[Exercise aim] Report every line of the items below that contains the word "green", and copy each such line in full.

————

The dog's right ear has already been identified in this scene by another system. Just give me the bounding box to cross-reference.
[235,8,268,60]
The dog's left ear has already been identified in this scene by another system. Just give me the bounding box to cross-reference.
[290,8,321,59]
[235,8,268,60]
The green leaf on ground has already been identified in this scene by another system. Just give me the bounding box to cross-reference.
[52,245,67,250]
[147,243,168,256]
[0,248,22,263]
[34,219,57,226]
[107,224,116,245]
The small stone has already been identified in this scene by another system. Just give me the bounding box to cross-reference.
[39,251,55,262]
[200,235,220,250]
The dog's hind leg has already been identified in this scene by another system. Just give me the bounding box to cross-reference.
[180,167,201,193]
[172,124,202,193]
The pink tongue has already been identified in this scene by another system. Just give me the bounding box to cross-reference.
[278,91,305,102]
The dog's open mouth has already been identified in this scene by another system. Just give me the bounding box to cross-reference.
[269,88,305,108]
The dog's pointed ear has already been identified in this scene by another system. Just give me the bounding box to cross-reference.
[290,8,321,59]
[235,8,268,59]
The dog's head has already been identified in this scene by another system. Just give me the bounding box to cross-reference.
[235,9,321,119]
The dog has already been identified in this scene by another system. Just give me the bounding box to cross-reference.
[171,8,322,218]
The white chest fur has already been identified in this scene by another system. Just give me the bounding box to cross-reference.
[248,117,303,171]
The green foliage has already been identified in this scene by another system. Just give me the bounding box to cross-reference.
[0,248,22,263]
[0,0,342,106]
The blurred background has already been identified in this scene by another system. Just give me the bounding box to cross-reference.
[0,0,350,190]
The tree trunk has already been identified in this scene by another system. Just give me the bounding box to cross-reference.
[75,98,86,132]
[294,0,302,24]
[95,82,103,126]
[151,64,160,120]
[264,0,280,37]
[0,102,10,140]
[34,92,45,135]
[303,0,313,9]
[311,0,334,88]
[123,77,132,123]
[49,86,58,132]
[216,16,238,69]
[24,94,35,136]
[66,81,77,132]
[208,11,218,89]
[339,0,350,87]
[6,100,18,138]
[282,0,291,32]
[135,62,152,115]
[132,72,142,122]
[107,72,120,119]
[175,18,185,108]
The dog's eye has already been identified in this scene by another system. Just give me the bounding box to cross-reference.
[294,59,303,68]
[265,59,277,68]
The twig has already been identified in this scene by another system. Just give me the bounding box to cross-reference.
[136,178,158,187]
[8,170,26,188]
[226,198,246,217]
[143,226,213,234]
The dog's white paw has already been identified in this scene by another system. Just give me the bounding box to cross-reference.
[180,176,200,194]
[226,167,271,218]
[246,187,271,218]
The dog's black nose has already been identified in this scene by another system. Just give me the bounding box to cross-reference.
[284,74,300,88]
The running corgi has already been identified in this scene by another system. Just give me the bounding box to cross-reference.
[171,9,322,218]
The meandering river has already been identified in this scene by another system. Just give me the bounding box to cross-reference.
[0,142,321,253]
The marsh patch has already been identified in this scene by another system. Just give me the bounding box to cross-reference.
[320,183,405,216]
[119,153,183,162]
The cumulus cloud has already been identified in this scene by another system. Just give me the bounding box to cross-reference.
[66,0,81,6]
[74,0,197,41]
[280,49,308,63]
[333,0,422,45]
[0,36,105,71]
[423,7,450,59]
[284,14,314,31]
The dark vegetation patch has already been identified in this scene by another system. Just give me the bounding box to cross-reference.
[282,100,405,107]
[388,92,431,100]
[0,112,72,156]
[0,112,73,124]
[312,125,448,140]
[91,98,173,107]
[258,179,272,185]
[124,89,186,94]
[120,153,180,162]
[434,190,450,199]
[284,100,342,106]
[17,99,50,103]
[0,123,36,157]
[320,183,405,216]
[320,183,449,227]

————

[Answer for the task]
The green leaf on ground has already been identified in this scene by another system. Just give me the bounding box to cross-reference.
The green foliage has already been identified in this scene by another system. Just give me the bounding box to cross-reference.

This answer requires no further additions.